Editorial, Samstag, 21. Juni 2025

Veröffentlicht am: 20. Juni 2025|Kategorien: Blog|

Liebe Leserinnen,

liebe Leser,

der Raketenbeschuss zwischen Israel und Iran überlagert derzeit fast alle anderen Themen. Viele Menschen haben sich in den letzten Tagen intensiv mit Atomwaffen, Völkerrecht und Kriegsszenarien beschäftigt – gefüttert von Nachrichten, Sondersendungen und Social-Media-Formaten. Andere Entwicklungen rücken dabei in den Hintergrund.

So etwa die Klimakrise, die sich zwar langsamer, aber nicht weniger dramatisch zuspitzt. In Bonn trafen sich diese Woche Delegierte aus aller Welt zur Vorbereitung des nächsten Klimagipfels – medial kaum beachtet. Dabei streichen viele Industrieländer derzeit klimapolitische Ziele. Die Folgen: mehr Hunger, Flucht, Konflikte. Und in wohlhabenderen Regionen Migration, Populismus, gesellschaftliche Spannungen – Entwicklungen, die längst begonnen haben.

Gleichzeitig nimmt das Interesse der Bevölkerung am Thema Klima spürbar ab. Studien belegen eine wachsende „Klimamüdigkeit“: Weniger als die Hälfte der Deutschen unterstützt strengere Maßnahmen, viele wollen vom Thema gar nichts mehr hören. Politik und Medien reagieren darauf – mit Zurückhaltung.

Auch andere humanitäre Krisen verschwinden aus dem Fokus. Der Krieg im Sudan etwa hat über 12 Millionen Menschen zur Flucht gezwungen, rund 150.000 starben – trotzdem findet das kaum mediale Aufmerksamkeit. Ähnliches gilt für die humanitäre Katastrophe in Gaza.

- _Was zu tun ist_
A. Mit welchen Themen haben sich laut dem Editorial viele Menschen in den letzten Tagen intensiv beschäftigt? Nenne sie alle.
B. Gib einen Abschnitt des Editorials wortgetreu wieder: Beginne bei den Worten „Veröffentlicht am: 20.“ und höre nach „längst begonnen haben.“ auf.
C. Beantworte diese Fragen zum Editorial:
(i) In welcher Stadt trafen sich diese Woche Delegierte zur Vorbereitung des nächsten Klimagipfels?
(ii) Wie viele Menschen hat der Krieg im Sudan zur Flucht gezwungen?
(iii) Welcher Begriff steht im Editorial für das nachlassende Interesse am Thema Klima?

- _Bereitgestellte Angaben_
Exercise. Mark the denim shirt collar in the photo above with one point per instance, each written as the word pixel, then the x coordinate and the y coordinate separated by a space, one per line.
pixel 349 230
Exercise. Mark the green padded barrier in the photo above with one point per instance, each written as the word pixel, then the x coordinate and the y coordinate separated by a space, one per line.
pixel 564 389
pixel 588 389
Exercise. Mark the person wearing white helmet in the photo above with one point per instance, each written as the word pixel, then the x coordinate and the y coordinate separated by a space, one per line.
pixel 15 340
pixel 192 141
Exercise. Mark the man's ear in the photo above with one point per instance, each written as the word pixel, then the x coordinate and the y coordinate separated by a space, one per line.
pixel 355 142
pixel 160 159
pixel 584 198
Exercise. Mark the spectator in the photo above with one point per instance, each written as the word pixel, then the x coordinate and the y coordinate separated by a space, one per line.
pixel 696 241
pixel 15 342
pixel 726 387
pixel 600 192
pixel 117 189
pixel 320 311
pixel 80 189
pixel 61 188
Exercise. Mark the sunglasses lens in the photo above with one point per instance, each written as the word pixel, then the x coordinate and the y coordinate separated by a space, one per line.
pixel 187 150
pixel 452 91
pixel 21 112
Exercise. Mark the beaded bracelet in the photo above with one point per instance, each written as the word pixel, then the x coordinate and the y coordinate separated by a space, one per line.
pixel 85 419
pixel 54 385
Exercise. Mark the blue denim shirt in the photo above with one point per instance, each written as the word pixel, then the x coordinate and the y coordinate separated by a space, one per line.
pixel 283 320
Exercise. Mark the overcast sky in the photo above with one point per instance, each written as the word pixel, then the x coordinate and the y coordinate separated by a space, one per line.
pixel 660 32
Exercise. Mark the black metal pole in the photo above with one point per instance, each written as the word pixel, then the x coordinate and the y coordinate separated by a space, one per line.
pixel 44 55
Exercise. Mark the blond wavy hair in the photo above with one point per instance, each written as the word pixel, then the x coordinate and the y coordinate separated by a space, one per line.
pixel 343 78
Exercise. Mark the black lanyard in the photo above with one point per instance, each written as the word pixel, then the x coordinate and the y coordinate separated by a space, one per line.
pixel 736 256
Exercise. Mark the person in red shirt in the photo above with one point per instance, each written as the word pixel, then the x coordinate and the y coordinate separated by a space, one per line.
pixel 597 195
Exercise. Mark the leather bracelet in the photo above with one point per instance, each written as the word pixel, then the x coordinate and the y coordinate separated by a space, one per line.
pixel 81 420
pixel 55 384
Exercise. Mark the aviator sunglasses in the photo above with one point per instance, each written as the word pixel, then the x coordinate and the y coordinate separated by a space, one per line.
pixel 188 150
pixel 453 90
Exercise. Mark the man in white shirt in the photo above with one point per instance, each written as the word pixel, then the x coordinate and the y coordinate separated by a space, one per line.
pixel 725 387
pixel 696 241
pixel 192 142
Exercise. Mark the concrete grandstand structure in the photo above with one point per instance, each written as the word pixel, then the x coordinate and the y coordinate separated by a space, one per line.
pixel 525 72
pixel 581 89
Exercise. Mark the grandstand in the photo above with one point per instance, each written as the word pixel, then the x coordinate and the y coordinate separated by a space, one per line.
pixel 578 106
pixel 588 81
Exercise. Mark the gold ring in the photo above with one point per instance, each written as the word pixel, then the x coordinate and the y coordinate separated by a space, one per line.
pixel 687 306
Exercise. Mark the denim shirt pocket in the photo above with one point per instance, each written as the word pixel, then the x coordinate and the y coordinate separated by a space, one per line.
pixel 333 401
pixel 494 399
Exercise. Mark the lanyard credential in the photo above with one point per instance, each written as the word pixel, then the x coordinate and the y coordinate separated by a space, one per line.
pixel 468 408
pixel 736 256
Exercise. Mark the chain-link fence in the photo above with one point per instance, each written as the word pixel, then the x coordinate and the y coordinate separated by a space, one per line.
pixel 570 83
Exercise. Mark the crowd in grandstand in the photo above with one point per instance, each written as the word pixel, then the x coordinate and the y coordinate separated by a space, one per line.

- _Ergebnisse der Reihe_
A. Atomwaffen, Völkerrecht, Kriegsszenarien

B.
Veröffentlicht am: 20. Juni 2025|Kategorien: Blog|

Liebe Leserinnen,

liebe Leser,

der Raketenbeschuss zwischen Israel und Iran überlagert derzeit fast alle anderen Themen. Viele Menschen haben sich in den letzten Tagen intensiv mit Atomwaffen, Völkerrecht und Kriegsszenarien beschäftigt – gefüttert von Nachrichten, Sondersendungen und Social-Media-Formaten. Andere Entwicklungen rücken dabei in den Hintergrund.

So etwa die Klimakrise, die sich zwar langsamer, aber nicht weniger dramatisch zuspitzt. In Bonn trafen sich diese Woche Delegierte aus aller Welt zur Vorbereitung des nächsten Klimagipfels – medial kaum beachtet. Dabei streichen viele Industrieländer derzeit klimapolitische Ziele. Die Folgen: mehr Hunger, Flucht, Konflikte. Und in wohlhabenderen Regionen Migration, Populismus, gesellschaftliche Spannungen – Entwicklungen, die längst begonnen haben.

C.
(i) Bonn
(ii) Über 12 Millionen
(iii) „Klimamüdigkeit“